_STATED PROBLEM_
Each line from the one that contains "indicate: pale blue sky" to the end of the material must be quoted exactly; include both end lines and nothing else.

(Saved data entries)

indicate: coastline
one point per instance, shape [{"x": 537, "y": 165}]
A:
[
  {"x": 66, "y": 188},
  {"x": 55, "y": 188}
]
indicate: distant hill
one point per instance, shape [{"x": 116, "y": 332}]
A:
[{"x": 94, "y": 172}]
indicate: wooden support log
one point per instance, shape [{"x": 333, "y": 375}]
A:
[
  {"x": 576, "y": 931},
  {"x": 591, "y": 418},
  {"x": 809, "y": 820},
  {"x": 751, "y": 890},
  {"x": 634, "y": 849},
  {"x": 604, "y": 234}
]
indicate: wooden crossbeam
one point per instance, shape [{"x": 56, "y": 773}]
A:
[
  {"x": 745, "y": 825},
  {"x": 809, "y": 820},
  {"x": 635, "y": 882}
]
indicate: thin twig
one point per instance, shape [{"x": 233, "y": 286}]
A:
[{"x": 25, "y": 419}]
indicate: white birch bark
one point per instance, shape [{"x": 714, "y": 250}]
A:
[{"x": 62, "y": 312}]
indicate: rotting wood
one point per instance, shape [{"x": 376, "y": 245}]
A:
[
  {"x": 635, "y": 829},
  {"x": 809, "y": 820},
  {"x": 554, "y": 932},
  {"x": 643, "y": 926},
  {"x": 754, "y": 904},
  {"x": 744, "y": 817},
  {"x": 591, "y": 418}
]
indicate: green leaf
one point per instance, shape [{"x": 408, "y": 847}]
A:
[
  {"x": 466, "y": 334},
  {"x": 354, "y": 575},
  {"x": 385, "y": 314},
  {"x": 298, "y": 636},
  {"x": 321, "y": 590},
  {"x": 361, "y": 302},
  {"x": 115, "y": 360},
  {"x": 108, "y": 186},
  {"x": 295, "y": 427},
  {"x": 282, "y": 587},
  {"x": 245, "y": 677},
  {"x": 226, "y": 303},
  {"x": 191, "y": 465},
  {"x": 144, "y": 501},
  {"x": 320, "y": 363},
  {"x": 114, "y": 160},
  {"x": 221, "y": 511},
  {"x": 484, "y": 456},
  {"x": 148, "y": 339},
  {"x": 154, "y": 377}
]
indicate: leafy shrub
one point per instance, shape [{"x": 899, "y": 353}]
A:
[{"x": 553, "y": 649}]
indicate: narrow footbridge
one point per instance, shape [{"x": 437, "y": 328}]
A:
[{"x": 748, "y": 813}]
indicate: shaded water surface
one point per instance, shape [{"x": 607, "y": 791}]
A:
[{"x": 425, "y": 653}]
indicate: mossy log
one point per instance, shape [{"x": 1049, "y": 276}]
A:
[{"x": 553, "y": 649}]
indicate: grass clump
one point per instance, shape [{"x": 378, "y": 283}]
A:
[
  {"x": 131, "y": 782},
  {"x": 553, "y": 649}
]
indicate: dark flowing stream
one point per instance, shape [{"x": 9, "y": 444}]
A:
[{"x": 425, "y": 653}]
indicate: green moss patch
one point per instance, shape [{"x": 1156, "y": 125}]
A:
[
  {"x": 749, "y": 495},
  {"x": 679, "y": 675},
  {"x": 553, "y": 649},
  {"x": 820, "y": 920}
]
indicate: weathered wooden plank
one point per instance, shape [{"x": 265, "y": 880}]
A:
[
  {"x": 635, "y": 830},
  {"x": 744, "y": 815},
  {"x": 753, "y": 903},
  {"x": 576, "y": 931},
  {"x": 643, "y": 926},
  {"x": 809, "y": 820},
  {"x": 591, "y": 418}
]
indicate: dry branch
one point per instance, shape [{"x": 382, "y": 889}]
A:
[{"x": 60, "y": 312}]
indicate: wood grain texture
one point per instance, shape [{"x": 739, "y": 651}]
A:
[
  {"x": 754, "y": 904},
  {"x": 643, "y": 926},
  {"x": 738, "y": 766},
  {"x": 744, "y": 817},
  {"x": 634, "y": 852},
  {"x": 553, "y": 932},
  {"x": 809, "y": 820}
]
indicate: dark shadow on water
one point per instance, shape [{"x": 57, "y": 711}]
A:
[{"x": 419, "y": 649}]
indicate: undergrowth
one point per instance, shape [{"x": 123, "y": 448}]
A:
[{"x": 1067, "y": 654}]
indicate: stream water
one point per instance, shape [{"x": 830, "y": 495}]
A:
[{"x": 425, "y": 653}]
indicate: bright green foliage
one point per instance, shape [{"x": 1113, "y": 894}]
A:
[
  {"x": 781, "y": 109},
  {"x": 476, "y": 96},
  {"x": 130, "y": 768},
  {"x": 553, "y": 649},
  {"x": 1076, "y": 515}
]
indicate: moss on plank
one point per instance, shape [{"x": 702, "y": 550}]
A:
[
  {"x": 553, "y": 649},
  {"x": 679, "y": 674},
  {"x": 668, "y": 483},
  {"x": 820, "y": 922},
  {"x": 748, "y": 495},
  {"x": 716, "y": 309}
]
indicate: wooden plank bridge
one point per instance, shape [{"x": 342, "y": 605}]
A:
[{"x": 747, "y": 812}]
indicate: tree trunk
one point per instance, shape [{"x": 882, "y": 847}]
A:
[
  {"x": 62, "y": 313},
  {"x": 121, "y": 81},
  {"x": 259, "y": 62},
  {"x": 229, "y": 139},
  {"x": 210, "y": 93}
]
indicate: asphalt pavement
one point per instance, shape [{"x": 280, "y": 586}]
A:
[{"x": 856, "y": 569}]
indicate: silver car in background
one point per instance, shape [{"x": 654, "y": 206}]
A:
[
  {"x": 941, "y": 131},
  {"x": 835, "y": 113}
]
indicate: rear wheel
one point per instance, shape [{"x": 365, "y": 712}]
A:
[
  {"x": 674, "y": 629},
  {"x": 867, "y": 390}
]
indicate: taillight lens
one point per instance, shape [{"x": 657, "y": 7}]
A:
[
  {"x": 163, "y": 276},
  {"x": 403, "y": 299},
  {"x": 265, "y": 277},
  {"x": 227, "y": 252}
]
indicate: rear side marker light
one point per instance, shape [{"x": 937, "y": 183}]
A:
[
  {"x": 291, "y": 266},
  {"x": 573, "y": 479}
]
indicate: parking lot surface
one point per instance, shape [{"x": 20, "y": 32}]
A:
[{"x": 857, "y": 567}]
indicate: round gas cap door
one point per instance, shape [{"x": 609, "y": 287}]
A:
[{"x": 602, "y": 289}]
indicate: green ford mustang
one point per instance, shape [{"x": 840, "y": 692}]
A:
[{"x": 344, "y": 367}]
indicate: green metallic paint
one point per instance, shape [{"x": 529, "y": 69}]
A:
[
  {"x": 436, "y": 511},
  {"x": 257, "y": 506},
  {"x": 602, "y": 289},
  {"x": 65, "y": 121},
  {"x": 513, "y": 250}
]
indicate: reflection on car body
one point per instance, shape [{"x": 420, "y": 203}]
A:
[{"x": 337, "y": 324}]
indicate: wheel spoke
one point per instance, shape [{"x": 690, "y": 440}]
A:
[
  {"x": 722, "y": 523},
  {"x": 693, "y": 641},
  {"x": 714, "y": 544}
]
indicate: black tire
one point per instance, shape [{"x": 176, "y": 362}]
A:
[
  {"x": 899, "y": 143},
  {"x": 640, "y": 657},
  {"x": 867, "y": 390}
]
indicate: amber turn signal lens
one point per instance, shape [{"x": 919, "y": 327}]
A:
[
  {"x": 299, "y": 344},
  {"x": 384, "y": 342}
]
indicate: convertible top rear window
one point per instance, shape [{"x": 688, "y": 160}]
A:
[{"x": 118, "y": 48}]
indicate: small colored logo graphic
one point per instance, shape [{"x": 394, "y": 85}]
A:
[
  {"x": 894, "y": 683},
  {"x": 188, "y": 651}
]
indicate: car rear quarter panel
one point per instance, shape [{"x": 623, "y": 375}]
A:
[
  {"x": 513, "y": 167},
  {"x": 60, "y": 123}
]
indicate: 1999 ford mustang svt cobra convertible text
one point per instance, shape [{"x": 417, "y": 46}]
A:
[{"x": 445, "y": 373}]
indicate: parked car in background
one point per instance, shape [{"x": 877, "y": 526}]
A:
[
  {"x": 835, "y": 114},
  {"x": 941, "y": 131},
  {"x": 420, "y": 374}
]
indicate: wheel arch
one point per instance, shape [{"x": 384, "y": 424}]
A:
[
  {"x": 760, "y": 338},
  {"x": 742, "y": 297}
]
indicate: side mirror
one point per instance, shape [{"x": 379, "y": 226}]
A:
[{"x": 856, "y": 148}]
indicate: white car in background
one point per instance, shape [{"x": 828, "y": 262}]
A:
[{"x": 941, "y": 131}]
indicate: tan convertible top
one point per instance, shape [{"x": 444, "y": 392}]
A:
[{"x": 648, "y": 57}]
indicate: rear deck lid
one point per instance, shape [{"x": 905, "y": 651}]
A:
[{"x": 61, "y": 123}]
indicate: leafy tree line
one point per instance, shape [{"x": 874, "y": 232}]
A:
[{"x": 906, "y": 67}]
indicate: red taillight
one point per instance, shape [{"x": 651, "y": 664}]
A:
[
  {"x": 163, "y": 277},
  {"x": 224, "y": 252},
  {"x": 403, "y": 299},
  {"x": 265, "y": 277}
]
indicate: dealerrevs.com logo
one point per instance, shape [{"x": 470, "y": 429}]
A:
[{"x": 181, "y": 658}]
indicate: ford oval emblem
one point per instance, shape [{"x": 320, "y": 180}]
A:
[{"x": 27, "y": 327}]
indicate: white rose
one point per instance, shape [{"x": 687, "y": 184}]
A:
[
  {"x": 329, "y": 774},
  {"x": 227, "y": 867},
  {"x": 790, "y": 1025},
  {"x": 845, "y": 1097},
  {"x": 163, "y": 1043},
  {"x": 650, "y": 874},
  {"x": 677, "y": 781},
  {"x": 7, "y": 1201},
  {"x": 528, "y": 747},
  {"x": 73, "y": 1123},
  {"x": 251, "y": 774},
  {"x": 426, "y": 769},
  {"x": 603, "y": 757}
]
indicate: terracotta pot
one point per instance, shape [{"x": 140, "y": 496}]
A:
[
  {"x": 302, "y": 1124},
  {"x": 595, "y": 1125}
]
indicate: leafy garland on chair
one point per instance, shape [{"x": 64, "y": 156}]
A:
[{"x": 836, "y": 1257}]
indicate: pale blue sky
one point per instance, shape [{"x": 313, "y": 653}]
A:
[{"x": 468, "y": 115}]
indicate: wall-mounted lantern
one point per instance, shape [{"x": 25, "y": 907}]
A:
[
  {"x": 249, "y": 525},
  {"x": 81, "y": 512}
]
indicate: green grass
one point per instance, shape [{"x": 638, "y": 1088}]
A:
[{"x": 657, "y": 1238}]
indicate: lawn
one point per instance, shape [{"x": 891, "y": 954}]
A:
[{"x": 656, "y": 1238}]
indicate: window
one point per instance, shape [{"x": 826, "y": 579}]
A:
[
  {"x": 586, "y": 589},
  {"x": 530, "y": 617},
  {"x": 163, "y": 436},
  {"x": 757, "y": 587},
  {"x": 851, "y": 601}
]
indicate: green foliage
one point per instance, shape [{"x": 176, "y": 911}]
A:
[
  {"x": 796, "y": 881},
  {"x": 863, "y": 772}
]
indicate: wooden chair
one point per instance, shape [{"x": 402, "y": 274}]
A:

_CORRECT ANSWER_
indicate: pale blue sky
one point per instance, shape [{"x": 313, "y": 653}]
A:
[{"x": 468, "y": 115}]
indicate: wall-mounted lantern
one point per instance, shape [{"x": 25, "y": 907}]
A:
[
  {"x": 249, "y": 525},
  {"x": 81, "y": 512}
]
indicate: green grass
one point per instance, shape [{"x": 638, "y": 1088}]
A:
[{"x": 657, "y": 1238}]
indicate: lawn
one point per instance, shape [{"x": 891, "y": 954}]
A:
[{"x": 656, "y": 1238}]
indicate: window
one point per instance, shape [{"x": 826, "y": 579}]
A:
[
  {"x": 586, "y": 589},
  {"x": 530, "y": 617},
  {"x": 163, "y": 436},
  {"x": 757, "y": 587},
  {"x": 851, "y": 601}
]
indicate: green foliage
one point per instance, shape [{"x": 176, "y": 911}]
A:
[
  {"x": 796, "y": 881},
  {"x": 863, "y": 772}
]
indicate: wooden chair
one point per instance, shape [{"x": 402, "y": 274}]
A:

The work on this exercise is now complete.